##### Entries supplied #####
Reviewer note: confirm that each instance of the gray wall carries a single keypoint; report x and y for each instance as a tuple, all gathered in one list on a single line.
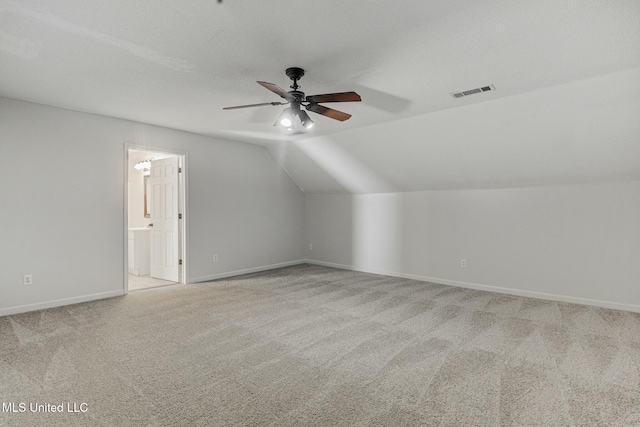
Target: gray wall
[(63, 196), (578, 243)]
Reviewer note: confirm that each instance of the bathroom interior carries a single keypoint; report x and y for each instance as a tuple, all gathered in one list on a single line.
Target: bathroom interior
[(140, 224)]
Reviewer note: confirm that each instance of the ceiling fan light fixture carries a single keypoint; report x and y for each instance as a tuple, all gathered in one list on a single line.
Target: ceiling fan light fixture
#####
Written exercise: Copy all of the records above word for word, leaving out the pictures.

Output of the task:
Reviewer note: confirm that each instance of the gray wall carries a single keypoint; report x and y for each instance as a tuple, all gathered in one list on a single line.
Target: gray wall
[(63, 196), (578, 243)]
Reviewer note: confirm that each instance of the bathroom interior carries a single keypoint; report x and y for each instance as a tuple, all gathered in one list on a single line.
Target: bathroom interior
[(140, 224)]
Reviewer note: confirm that each instance of the ceiling fan light fixture carries a single keypoint; report x and y for each instance as a tuple, all gathered in one list on a single line.
Target: ceiling fan light fixture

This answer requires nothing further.